Problem to work on =
Rewrite the lines from the first one through the line that contains "[[0, 197, 37, 270]]", inclusive, swapping "Class of interest" for "Target class" and leaving everything else as it is.

--- start of Records for processing ---

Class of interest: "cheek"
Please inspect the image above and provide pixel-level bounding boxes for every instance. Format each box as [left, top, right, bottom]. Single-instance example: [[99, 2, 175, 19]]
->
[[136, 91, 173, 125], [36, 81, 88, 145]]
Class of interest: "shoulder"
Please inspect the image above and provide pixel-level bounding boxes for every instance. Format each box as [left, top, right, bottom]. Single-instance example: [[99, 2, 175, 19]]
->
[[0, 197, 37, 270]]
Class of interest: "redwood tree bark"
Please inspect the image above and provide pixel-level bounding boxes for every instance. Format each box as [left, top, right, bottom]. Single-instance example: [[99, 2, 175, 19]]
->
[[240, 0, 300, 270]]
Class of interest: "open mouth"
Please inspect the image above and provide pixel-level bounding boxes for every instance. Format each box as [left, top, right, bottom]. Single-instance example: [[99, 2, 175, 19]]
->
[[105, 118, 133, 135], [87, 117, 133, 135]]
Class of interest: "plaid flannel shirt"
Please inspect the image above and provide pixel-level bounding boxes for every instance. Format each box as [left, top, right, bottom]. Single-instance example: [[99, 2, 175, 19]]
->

--- end of Records for processing ---

Worked solution =
Target class: "cheek"
Please inspect the image above and provide pixel-level bounding boxes for every instance. Format each box as [left, top, right, bottom]. Single-instance example: [[99, 2, 175, 19]]
->
[[136, 91, 173, 125], [36, 81, 88, 145]]
Target class: "shoulder"
Please inspect the image above and provide pixel-level bounding boxes for every instance. Format each box as [left, top, right, bottom]. Single-instance example: [[99, 2, 175, 19]]
->
[[0, 197, 37, 270]]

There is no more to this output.